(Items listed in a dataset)
--- START ---

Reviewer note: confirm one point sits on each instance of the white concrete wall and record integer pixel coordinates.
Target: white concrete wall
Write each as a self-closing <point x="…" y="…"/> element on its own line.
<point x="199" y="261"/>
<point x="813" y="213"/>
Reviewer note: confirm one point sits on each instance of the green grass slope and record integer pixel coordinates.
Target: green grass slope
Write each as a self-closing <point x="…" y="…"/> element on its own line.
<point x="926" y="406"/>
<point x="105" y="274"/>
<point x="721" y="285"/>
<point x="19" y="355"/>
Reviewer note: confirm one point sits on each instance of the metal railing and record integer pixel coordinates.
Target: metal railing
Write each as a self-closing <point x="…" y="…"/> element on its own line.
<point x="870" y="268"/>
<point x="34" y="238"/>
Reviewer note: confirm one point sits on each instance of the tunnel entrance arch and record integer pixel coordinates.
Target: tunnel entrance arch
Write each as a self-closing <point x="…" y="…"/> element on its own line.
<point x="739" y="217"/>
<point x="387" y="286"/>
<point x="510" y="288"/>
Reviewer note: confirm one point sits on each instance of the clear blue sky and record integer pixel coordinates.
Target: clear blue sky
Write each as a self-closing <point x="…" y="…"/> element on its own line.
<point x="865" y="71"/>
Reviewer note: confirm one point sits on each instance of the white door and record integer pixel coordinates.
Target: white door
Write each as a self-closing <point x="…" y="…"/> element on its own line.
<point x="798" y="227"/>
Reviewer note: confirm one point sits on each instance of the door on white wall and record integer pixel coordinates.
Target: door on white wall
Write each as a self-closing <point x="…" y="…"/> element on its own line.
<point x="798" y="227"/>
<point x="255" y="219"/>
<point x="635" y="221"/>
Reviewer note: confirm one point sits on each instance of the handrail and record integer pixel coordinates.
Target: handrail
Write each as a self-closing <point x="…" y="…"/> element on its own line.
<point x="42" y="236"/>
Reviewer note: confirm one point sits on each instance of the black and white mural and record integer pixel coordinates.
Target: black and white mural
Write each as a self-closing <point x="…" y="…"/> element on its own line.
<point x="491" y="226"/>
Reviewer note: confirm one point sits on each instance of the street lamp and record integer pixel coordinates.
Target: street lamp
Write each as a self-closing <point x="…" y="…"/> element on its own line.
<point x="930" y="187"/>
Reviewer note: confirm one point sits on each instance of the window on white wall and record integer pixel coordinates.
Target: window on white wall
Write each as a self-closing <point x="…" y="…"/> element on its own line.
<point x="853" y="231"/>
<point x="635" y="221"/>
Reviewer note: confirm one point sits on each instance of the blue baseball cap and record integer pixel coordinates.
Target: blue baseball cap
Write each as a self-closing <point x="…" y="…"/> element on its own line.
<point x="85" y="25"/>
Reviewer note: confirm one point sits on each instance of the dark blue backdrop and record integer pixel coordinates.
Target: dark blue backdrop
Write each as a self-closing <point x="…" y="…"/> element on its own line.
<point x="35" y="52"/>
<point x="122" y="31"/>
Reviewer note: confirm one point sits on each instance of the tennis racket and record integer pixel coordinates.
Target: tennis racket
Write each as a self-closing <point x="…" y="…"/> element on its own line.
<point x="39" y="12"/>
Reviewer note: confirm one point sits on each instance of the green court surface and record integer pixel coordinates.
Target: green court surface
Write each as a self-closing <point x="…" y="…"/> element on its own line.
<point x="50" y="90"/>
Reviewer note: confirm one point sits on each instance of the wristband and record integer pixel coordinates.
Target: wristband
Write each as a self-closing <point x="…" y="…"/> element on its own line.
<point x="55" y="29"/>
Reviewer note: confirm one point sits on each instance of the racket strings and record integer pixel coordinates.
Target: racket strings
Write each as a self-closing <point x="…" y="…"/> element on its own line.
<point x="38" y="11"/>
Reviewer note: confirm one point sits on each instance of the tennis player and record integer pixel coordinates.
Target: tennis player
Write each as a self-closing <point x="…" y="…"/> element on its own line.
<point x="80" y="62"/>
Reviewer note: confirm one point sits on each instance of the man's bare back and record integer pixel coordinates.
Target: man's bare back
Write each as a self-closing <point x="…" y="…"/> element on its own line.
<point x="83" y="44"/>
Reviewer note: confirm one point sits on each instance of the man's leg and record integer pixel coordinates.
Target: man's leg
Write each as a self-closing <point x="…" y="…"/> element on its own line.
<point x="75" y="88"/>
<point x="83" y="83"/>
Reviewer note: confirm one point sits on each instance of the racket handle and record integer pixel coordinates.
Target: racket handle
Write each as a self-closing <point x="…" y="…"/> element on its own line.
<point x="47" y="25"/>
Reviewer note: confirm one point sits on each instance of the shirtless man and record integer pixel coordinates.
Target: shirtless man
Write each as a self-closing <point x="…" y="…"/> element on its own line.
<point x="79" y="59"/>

--- END ---

— What the task requires —
Retype, exactly and only, the lines running from the one with "wristband and record integer pixel coordinates." through the final line of the listing above.

— Complete answer —
Reviewer note: confirm one point sits on each instance of the wristband and record integer pixel coordinates.
Target: wristband
Write each as a self-closing <point x="…" y="…"/> element on its own line.
<point x="55" y="29"/>
Reviewer note: confirm one point sits on each instance of the racket strings and record integer pixel coordinates.
Target: racket strings
Write each as a self-closing <point x="…" y="…"/> element on its own line.
<point x="38" y="11"/>
Reviewer note: confirm one point sits on each instance of the tennis player and record integer pixel coordinates.
Target: tennis player
Write each as a self-closing <point x="…" y="…"/> element on its own line.
<point x="80" y="62"/>
Reviewer note: confirm one point sits on each instance of the man's bare back and record integer pixel coordinates.
Target: man's bare back
Write each as a self-closing <point x="…" y="…"/> element on its own line.
<point x="83" y="44"/>
Reviewer note: confirm one point sits on each instance of the man's leg and record integer pixel coordinates.
Target: man's leg
Write each as a self-closing <point x="…" y="…"/> element on its own line.
<point x="75" y="88"/>
<point x="83" y="83"/>
Reviewer note: confirm one point sits on each instance of the racket handle and record integer pixel coordinates.
Target: racket handle
Write each as a self-closing <point x="…" y="…"/> element on its own line.
<point x="47" y="25"/>
Reviewer note: confirm one point sits on each instance of the shirtless man and record integer pixel coordinates.
Target: shirtless man
Write each as a self-closing <point x="…" y="…"/> element on its own line.
<point x="79" y="59"/>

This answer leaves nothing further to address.